=== Exercise prompt ===
Please give the entries again in full and exactly, without any picture.

=== Records shown ===

---

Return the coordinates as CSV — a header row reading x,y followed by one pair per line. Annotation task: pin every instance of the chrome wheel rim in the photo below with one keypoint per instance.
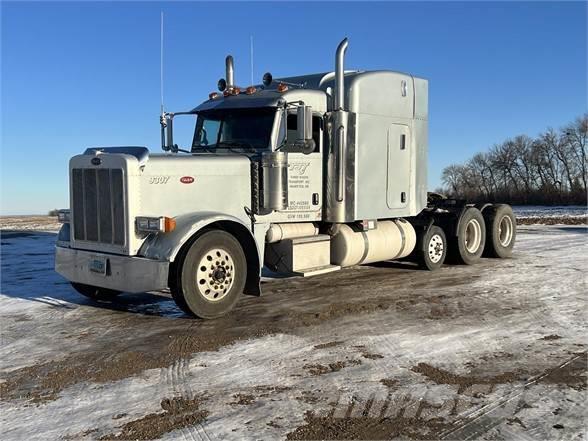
x,y
215,275
435,248
505,230
473,236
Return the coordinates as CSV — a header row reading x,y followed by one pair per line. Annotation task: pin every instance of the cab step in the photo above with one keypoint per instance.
x,y
304,256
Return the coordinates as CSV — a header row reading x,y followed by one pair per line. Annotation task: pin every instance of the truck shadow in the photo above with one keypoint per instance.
x,y
28,274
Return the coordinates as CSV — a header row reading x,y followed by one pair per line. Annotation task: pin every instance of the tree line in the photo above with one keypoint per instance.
x,y
550,169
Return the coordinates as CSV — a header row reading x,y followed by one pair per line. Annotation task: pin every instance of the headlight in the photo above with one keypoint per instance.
x,y
63,216
161,224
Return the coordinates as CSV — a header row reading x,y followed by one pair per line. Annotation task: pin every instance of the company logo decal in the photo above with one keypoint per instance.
x,y
186,179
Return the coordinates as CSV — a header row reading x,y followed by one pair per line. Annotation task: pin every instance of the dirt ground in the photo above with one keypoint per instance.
x,y
492,351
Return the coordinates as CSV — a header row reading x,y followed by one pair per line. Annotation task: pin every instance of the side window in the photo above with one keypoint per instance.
x,y
316,132
206,133
292,126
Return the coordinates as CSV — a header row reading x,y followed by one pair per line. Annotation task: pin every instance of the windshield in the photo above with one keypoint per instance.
x,y
234,128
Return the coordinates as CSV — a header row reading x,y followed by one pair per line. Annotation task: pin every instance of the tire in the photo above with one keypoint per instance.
x,y
431,248
468,246
501,231
211,276
95,292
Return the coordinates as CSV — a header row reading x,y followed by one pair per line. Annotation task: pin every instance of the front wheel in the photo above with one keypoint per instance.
x,y
95,292
211,276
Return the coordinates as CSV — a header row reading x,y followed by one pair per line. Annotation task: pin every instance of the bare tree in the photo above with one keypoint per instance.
x,y
552,168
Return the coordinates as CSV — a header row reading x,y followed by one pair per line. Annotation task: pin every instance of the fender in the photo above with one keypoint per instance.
x,y
167,246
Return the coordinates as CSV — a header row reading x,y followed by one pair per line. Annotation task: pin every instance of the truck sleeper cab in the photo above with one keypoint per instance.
x,y
303,175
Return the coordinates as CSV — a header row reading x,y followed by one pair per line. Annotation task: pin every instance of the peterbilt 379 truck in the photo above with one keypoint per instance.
x,y
303,175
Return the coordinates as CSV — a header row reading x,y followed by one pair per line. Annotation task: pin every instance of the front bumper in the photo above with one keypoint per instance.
x,y
123,273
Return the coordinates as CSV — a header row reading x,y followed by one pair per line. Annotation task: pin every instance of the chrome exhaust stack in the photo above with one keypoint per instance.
x,y
339,197
339,75
230,71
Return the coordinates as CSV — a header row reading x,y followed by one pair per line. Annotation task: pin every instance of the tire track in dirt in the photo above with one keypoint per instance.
x,y
288,306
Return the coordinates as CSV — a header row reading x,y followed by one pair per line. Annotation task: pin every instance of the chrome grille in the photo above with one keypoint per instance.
x,y
98,205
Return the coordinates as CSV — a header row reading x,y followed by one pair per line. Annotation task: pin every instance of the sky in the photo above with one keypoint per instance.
x,y
80,74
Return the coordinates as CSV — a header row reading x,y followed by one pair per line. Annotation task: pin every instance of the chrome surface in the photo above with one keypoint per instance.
x,y
215,275
505,230
230,71
473,236
435,248
339,75
128,274
275,180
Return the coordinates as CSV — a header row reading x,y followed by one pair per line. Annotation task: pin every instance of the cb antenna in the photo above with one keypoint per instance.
x,y
251,57
162,117
161,62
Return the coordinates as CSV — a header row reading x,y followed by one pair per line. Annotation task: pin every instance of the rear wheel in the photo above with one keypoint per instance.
x,y
95,292
432,248
212,275
501,231
468,246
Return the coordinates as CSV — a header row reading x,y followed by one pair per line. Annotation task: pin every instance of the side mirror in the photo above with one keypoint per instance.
x,y
304,139
304,123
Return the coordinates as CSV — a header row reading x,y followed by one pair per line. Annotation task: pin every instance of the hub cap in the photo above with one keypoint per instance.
x,y
473,236
215,275
435,248
505,230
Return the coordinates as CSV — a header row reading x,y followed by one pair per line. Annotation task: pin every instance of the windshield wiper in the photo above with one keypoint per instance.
x,y
230,144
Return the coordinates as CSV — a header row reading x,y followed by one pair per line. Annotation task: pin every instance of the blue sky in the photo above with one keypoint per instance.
x,y
87,74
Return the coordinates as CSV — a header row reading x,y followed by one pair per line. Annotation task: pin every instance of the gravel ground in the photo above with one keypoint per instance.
x,y
492,351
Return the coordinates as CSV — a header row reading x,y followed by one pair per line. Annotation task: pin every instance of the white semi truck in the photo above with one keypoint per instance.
x,y
303,175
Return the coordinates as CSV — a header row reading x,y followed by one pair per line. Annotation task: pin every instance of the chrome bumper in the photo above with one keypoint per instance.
x,y
129,274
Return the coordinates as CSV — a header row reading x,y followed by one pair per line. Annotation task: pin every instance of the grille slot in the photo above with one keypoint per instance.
x,y
98,205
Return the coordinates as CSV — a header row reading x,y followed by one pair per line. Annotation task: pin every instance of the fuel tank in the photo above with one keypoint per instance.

---

=== Result of this task ===
Return the coordinates as CSV — a header row reading x,y followed by one pair per line. Annotation task: pin every instance of the chrome wheel rim in the photo below with one keypoint per instance.
x,y
215,275
435,248
505,230
473,236
Return the coordinates as CSV — a header row reading x,y followed by one pair per line. Annotation task: pin every instance of the cab step in the photo above with one keypoint per instance.
x,y
304,256
Return the coordinates as CSV — a header row reading x,y followed by one pair per line. Annotation task: pin every instance of the truck shadow in the photo above with one keypoint per instance.
x,y
28,274
Return the coordinates as CSV — a header row reading x,y followed by one pair per line. Annotation task: pin every instance of the tree line in the photo above with one keypoint per instance.
x,y
550,169
Return the coordinates as CSV — a header row reading x,y followed by one pair per line. Annotation task: pin every instance of the headlight in the photo above with one keypoint per instance.
x,y
63,216
161,224
Return the coordinates as CSV — a header row reading x,y followed by one pair per line. Annotation task: pin every instance of the company logo decal in the photo above with one keypoint per instance.
x,y
186,179
Return the coordinates as CSV — a header row reading x,y followed by one pair per line. Annotation task: pin every instance of the dirt ground in the photo above with one keypoint per instance.
x,y
492,351
Return the coordinates as CSV — a header row reading x,y followed by one pair per line. Annotation task: pin every instance of the side window in the photo above with one keypoint per instance.
x,y
316,132
206,133
292,126
Return the coordinates as CSV — a header row reading x,y followed by one pair per line. Annotation task: pin every instance of the windshield in the photo above with one keypoint per instance.
x,y
234,128
Return the coordinates as CSV — a header row reading x,y followed by one pair per line. Annotation task: pin every instance of the tire in the photo above with one keypoint per instance.
x,y
431,248
468,246
501,231
211,276
95,292
Return the coordinates as CSV — a header row reading x,y followed by one pair per line. Annotation task: pin every instance of the front wheel in the photo above with one keypoint per instance.
x,y
95,292
211,276
Return the coordinates as CSV — a header row reading x,y followed by one pair per line. Annotation task: pin every instance of the bare tree in the photo above with one keypoint per instance.
x,y
552,168
Return the coordinates as CSV — a header row reading x,y followed by one pair per line. Annotation task: pin every instance of the fender in the photo above with one keypoint per instance.
x,y
167,246
Return the coordinates as CSV — a header row reading x,y followed by one pair per line. Annotation task: pin every instance of the truck sleeper cab in the photo above with one keypoint per instance.
x,y
303,175
Return the coordinates as CSV — a header row reading x,y followed by one pair per line. Annotation task: pin every instance of the peterbilt 379 truck in the photo above with one keypoint per instance.
x,y
303,175
Return the coordinates as CSV — a header row reading x,y followed by one pair per line. Annotation task: pin every instance of the front bumper in the photo above with one keypoint per instance.
x,y
123,273
Return the coordinates as CSV — a header row reading x,y followed by one pair per line. Annotation task: pin every instance of the chrome exhaust stack in the photo above with one keypoint per instance.
x,y
339,197
339,75
230,71
Return the coordinates as CSV — a header row reading x,y followed by one pair per line. Annotation task: pin every instance of the tire track in dirt in the photo above with one keypoint per instance.
x,y
288,306
Return the coordinates as CSV — a header row reading x,y followed by one pair per line. Annotation task: pin every instance of the chrome grille in the photo above with one keypoint per instance.
x,y
98,205
Return the coordinates as CSV — a header row reading x,y followed by one pair per line. Annotation task: pin every instance of the sky in the photo above with one keypoint per instance.
x,y
80,74
Return the coordinates as CSV — a header row reading x,y followed by one pair per line. Annotation task: pin every instance of the chrome surface in the photo above with one keypoint per instance.
x,y
215,275
505,230
230,71
473,236
435,248
339,75
128,274
275,180
Return the coordinates as CSV — a header row reading x,y followed by one pair per line. Annotation task: pin every instance of the cb antenna in the photo above with one keypoint per instance.
x,y
251,57
162,117
161,62
Return the coordinates as CSV — a header row reading x,y followed by one pair per line. Annotation task: pin every instance of the rear wheel in the photo above with one keypoint per instance.
x,y
95,292
432,248
212,275
501,231
468,246
Return the coordinates as CSV — a header row reading x,y followed by one pair per line. Annotation task: pin every instance of the side mirror in the photo above with one keypoint per instance.
x,y
304,139
304,123
Return the coordinates as CSV — a header row reading x,y followed by one pair per line. Annotation task: pin every instance of the hub cap in the photo above with one keypoint per instance.
x,y
473,236
215,275
435,248
505,230
Return the coordinates as CSV — a header row reading x,y followed by one pair per line. Annotation task: pin every instance of the windshield wiper in the photo above with one keypoint per instance.
x,y
230,144
Return the coordinates as CSV — a header row reading x,y followed by one pair per line. Annotation task: pin every instance of the blue sky in the photo above with one keypoint per instance.
x,y
87,74
Return the coordinates as CSV — a header row reading x,y followed by one pair per line. Annotation task: pin every instance of the gravel ground in the photo above with one keypoint per instance.
x,y
492,351
Return the coordinates as CSV — a header row reading x,y followed by one pair per line. Annotation task: pin every instance of the white semi truck in the photo above with one keypoint per instance.
x,y
303,175
Return the coordinates as CSV — a header row reading x,y followed by one pair per line. Annotation task: pin every instance of the chrome bumper in the photo above with one keypoint per instance.
x,y
129,274
Return the coordinates as CSV — a header row reading x,y followed by one pair per line. Annotation task: pin every instance of the grille slot in the photo above with one keypoint per instance.
x,y
98,205
Return the coordinates as CSV — a header row reading x,y followed by one pair per line. Annotation task: pin every instance of the fuel tank in the photo above with one keypoint per instance.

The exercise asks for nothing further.